• **BRIEF**:
Answer these from the report on federal public relations spending below:
1. According to Open the Books, how much taxpayer money has gone to public relations since 2007?
2. What hourly rate does Ketchum charge the federal government for an intern's work?
3. How many public affairs officers earn six-figure salaries?

ATLANTA - Taxpayers are footing the bill for billions of dollars of highly paid public relations pros working for the federal government.
The money is going to big-time PR firms and in-house public affairs officers.
“Welcome to the second largest PR firm in the world, the United States government,” said Adam Andrzejewski, who represents transparency watchdog group Open the Books.
More than $4.3 billion in taxpayer money has been spent on public relations since 2007, according to Open the Books.
About half of that money goes to private-sector PR firms.
One global PR firm, Ketchum, charges the federal government $88 an hour for the work of an intern.
It's not alone. Other firms are billing more than $40, $50 and $60 an hour for interns
“What we found was, quite frankly, stunning,” Andrzejewski said.
About half the money spent on PR goes to government salaries of public affairs officers, and those jobs come with high salaries.
The average public affairs officer salary is more than $100,000 a year. In fact, 1,858 public affairs officers earn six-figure salaries.
“It may cost, but you have to look at the value you are receiving,” said Max Stier of the Partnership for Public Service.
From travel warnings and health updates about the Zika virus, to the Department of Homeland Security's "See something, say something" anti-terrorism campaign, to Smokey Bear, Stier said public affairs officers are a vital part of government.
“There are a lot of ways in which, if the government doesn’t do a good job of putting information out in an interesting way, then the public won’t really understand it,” Stier said.
Of the 10 government agencies that spend the most on public affairs, none would agree to an on-camera interview, although several sent written statements.
The statements highlighted work like informing seniors about Social Security and veterans about their benefits.
The EPA said Open the Books “cherry picks and falsely misrepresents the work.”
But Andrzejewski said the sheer amount of taxpayer money being spent invites honest questions.
“We have taxpayer dollars being spent to convince taxpayers to spend more taxpayer dollars on the growth of government,”Andrzejewski said.
Money spent on outside PR firms rose 47 percent during the Obama presidency, according to Open the Books.

• **DATASET CONTENT**:
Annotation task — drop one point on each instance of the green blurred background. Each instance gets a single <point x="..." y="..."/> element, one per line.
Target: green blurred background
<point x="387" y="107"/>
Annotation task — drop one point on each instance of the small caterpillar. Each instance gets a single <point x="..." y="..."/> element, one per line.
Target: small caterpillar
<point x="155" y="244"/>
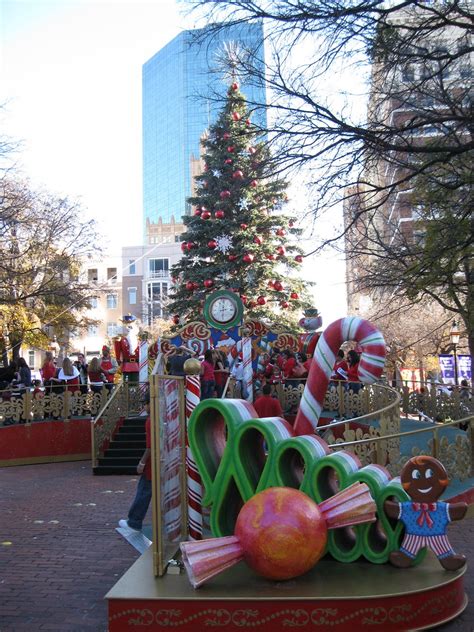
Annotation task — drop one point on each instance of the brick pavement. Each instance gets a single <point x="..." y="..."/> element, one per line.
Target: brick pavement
<point x="65" y="554"/>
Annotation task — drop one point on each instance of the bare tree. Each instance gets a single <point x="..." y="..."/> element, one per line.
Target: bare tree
<point x="410" y="56"/>
<point x="43" y="242"/>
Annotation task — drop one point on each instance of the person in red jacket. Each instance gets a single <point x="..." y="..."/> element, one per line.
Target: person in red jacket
<point x="339" y="372"/>
<point x="266" y="405"/>
<point x="353" y="359"/>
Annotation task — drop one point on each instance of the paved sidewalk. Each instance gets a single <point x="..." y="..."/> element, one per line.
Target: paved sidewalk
<point x="60" y="553"/>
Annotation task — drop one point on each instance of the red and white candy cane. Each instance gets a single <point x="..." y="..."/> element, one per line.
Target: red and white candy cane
<point x="143" y="366"/>
<point x="193" y="397"/>
<point x="171" y="486"/>
<point x="372" y="362"/>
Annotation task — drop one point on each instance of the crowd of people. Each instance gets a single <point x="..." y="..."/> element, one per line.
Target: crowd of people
<point x="58" y="377"/>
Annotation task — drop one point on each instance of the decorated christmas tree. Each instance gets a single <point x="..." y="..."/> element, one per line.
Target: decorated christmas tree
<point x="238" y="237"/>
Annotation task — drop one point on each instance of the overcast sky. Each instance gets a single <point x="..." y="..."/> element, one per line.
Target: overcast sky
<point x="71" y="81"/>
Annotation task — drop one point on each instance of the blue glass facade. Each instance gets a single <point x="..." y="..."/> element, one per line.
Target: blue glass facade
<point x="179" y="104"/>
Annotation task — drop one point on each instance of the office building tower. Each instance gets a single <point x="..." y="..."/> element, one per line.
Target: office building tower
<point x="181" y="89"/>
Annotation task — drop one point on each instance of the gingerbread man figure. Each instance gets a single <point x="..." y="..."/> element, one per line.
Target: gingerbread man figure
<point x="425" y="518"/>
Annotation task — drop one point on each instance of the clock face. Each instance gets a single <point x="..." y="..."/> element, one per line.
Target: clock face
<point x="223" y="309"/>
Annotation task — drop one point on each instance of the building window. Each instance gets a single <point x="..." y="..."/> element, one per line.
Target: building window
<point x="112" y="329"/>
<point x="158" y="267"/>
<point x="157" y="291"/>
<point x="112" y="301"/>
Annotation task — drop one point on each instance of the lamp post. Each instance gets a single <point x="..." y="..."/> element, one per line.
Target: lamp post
<point x="454" y="336"/>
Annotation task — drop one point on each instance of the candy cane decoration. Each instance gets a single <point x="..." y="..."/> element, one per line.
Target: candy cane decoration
<point x="171" y="487"/>
<point x="143" y="366"/>
<point x="371" y="365"/>
<point x="247" y="365"/>
<point x="193" y="396"/>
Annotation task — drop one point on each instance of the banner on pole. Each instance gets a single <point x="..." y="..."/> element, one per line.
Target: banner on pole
<point x="446" y="365"/>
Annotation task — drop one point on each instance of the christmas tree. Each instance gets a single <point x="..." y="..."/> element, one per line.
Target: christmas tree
<point x="237" y="236"/>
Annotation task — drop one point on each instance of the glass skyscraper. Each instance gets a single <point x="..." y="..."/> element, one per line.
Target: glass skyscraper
<point x="180" y="84"/>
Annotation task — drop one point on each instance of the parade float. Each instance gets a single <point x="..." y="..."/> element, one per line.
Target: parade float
<point x="277" y="528"/>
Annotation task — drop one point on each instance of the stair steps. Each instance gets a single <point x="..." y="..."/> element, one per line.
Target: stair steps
<point x="125" y="450"/>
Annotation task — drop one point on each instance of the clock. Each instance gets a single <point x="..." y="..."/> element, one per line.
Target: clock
<point x="223" y="309"/>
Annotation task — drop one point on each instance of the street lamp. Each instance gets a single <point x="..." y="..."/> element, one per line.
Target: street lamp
<point x="454" y="336"/>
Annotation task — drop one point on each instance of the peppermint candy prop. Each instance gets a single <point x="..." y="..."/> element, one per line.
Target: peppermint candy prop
<point x="371" y="365"/>
<point x="280" y="532"/>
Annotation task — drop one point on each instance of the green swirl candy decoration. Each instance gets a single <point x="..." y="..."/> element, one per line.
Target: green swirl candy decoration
<point x="239" y="455"/>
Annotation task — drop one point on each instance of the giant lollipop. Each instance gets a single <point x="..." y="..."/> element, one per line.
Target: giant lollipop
<point x="280" y="533"/>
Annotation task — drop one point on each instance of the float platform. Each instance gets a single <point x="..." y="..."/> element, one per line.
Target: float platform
<point x="332" y="596"/>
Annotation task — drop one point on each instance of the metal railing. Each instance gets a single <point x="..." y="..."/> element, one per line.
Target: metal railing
<point x="55" y="402"/>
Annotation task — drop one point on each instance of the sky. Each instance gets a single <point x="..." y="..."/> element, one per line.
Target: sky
<point x="70" y="79"/>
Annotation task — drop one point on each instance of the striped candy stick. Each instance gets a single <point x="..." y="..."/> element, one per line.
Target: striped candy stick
<point x="371" y="365"/>
<point x="172" y="487"/>
<point x="143" y="367"/>
<point x="193" y="396"/>
<point x="247" y="364"/>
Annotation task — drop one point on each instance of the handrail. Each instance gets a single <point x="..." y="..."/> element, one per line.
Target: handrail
<point x="107" y="403"/>
<point x="367" y="415"/>
<point x="401" y="434"/>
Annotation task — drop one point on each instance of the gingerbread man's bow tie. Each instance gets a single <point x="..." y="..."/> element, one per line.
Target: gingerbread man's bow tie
<point x="424" y="509"/>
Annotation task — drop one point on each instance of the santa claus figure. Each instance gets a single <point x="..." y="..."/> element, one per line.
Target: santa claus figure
<point x="126" y="345"/>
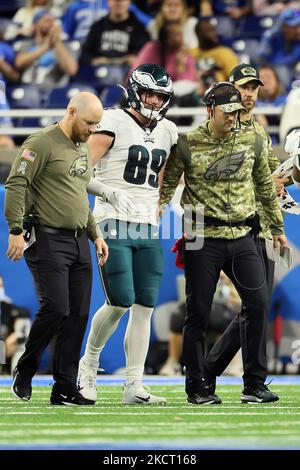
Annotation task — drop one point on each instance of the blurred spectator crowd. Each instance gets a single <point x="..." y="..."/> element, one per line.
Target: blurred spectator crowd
<point x="50" y="49"/>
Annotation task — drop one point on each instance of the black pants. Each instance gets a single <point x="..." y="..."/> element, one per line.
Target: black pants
<point x="62" y="271"/>
<point x="239" y="259"/>
<point x="229" y="343"/>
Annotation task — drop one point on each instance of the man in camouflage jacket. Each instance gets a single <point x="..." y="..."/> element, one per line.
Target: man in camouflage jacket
<point x="246" y="79"/>
<point x="221" y="167"/>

• **SOLUTION FOR THIS TASK**:
1. More than $4.3 billion.
2. $88 an hour.
3. 1,858.